- **Records shown**
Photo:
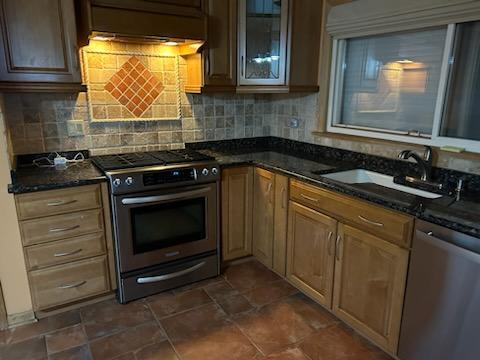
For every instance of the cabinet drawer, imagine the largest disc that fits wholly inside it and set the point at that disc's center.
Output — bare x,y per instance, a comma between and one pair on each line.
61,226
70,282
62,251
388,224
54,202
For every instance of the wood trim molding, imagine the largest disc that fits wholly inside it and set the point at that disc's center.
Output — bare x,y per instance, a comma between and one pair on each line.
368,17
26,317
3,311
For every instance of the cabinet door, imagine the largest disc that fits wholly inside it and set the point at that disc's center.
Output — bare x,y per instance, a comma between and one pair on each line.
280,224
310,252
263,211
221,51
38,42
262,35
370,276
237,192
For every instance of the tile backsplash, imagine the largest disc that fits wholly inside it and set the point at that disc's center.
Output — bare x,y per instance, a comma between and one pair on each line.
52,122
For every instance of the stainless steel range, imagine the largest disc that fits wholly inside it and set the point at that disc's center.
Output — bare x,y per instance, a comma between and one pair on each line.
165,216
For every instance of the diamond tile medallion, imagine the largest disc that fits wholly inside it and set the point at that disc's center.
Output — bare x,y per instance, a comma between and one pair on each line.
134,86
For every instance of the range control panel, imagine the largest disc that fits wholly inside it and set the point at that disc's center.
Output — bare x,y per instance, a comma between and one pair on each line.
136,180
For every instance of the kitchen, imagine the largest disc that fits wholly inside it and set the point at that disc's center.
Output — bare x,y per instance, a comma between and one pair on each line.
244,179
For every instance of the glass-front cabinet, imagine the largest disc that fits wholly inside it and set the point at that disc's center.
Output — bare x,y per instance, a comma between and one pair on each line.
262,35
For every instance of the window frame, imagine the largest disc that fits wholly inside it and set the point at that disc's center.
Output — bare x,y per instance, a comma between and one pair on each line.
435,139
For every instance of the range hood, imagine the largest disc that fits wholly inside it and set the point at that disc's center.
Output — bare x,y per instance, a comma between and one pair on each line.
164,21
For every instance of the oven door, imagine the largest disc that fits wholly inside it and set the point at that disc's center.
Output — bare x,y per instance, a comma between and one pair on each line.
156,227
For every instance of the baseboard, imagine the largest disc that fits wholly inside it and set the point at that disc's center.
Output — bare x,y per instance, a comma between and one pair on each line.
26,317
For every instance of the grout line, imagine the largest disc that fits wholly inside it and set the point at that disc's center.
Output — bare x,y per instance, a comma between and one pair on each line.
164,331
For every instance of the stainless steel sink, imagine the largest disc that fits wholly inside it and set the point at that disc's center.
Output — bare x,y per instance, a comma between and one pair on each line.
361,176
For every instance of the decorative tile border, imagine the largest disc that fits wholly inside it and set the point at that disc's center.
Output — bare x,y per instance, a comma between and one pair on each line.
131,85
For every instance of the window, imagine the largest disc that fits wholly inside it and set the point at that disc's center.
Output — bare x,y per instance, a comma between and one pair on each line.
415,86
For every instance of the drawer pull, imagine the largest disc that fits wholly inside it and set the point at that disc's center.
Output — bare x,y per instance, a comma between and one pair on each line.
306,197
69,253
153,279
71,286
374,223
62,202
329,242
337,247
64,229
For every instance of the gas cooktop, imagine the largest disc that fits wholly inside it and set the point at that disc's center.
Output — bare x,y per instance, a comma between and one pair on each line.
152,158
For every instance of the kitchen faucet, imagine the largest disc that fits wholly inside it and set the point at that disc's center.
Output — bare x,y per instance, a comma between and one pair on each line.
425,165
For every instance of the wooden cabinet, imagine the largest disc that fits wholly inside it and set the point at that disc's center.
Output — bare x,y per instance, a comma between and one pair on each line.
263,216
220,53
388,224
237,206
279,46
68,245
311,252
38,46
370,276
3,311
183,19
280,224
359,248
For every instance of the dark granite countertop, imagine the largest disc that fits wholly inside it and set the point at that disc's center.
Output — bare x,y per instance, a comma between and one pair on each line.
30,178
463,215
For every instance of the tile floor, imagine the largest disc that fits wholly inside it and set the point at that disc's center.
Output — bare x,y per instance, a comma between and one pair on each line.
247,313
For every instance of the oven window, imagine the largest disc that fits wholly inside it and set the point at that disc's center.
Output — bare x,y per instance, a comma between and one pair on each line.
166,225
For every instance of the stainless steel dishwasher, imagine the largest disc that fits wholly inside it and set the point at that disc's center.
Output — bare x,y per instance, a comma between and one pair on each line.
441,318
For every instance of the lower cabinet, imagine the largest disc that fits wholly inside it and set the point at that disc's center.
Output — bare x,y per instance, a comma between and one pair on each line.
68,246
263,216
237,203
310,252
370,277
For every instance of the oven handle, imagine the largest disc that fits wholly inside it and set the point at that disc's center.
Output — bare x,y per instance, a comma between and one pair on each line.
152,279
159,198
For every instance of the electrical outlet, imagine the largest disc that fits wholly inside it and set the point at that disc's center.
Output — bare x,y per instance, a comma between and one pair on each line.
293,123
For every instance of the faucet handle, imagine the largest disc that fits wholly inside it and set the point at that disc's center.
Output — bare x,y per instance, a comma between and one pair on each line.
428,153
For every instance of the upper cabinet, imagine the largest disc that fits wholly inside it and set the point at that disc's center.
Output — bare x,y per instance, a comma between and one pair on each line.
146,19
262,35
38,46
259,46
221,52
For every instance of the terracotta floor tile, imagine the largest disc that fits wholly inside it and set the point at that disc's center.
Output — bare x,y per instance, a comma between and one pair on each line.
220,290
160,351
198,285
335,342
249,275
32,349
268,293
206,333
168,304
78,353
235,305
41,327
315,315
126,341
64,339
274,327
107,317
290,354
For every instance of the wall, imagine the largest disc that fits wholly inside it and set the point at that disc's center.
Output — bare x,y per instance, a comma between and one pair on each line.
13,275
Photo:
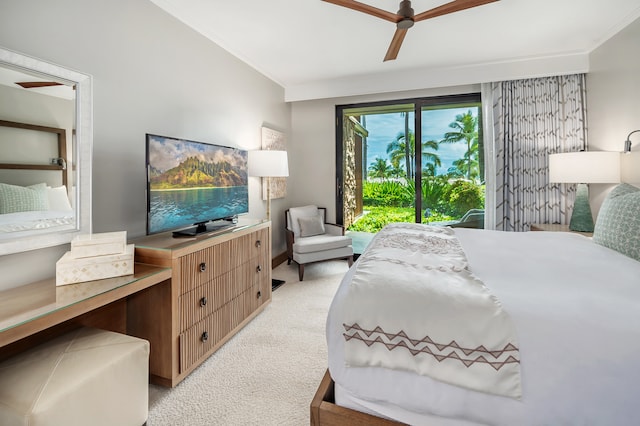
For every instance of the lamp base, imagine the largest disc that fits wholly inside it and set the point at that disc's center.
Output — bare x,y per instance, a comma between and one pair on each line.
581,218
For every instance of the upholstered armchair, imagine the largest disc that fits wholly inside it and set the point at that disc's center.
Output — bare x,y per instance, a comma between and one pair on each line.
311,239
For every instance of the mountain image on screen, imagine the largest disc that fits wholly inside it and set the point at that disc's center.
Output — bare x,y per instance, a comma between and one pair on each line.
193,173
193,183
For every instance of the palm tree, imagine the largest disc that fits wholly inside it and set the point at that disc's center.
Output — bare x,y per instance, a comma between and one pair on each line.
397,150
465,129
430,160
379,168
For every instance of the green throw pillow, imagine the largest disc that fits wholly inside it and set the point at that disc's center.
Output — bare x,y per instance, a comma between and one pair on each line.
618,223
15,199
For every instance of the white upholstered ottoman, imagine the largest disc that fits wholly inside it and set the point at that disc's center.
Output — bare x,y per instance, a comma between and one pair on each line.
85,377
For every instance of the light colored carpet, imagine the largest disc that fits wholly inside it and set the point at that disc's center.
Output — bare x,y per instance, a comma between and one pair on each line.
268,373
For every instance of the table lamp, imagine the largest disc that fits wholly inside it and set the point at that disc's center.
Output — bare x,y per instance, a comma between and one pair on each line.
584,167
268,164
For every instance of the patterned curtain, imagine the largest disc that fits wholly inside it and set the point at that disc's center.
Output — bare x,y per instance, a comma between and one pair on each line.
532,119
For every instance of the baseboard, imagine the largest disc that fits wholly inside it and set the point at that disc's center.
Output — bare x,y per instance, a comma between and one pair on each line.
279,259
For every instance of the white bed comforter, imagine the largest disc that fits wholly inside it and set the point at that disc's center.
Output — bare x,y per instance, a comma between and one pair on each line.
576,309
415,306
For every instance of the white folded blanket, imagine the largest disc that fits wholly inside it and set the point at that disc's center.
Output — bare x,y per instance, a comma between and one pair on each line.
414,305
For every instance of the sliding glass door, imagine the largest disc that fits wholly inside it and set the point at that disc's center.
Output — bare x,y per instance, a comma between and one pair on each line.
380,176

- **To do**
Working through the entries above, copy every line in which "oven" is found.

- **Exercise answer**
For every instance of the oven door, imagine the largest disc that fits wholly inside it and set the point at that disc's center.
For every instance of the oven window, imagine the largest disc that fits wholly inside it and set the point at that disc's center.
For every instance of the oven handle, imagine the largest disc that fits wholly inside it and set the point at that disc's center.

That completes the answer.